> EXERCISE
Copy the data below without changing a word or line, and leave out the pictures.

· · ·

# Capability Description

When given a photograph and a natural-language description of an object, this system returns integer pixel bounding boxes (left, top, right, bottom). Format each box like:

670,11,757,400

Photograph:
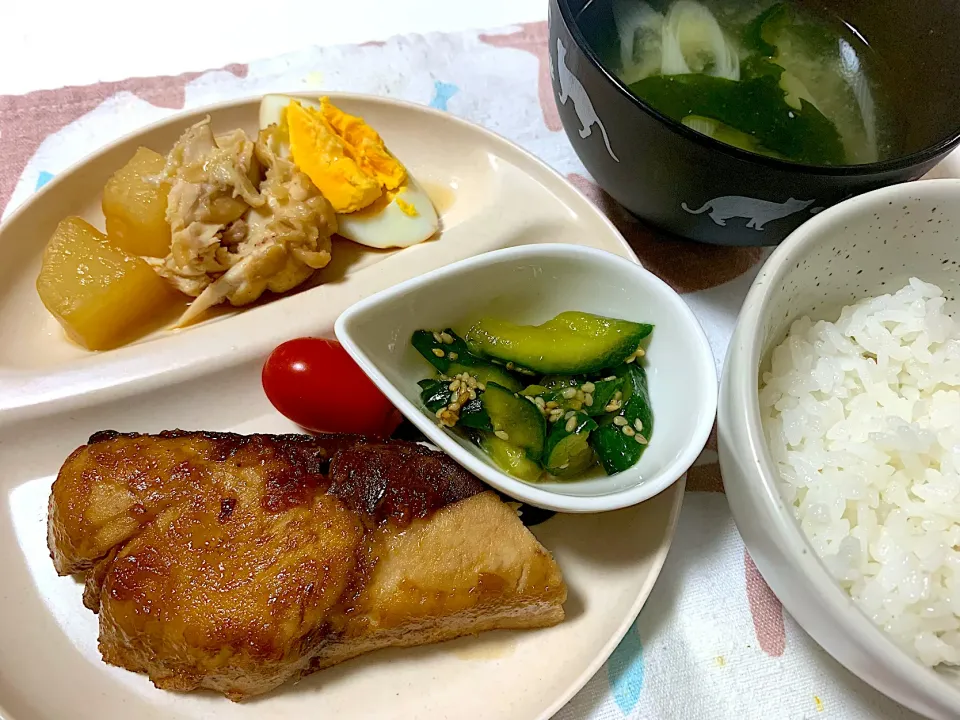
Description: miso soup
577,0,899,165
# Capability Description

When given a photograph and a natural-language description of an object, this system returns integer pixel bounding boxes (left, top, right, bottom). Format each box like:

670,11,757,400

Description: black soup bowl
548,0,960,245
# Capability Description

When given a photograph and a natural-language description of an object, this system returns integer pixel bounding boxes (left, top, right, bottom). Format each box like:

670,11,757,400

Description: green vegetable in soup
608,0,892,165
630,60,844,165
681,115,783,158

· · ·

> SOLUTION TO THIS TASK
# Capability Description

When given a photograph and a natural-language description of an object, this system returns integer pixel bounding boxes (left, top, right, bottom). Format each box like:

670,11,757,400

Photograph:
Description: miso soup
577,0,899,165
# Capability Description

When given a photograph and a natural-language description of an object, this system returns integer pixel bounding boxes (left, top, right, bottom). Format each box like:

670,11,757,400

Description: black soup bowl
548,0,960,245
# Capability Description

When given a photograph and a natural-language description of an object, this system returns integer pixel bounding boxes (left, top, right, bottom). Format each box like:

670,11,757,400

Description: green vegetable in soup
608,0,892,165
630,60,844,165
681,115,783,158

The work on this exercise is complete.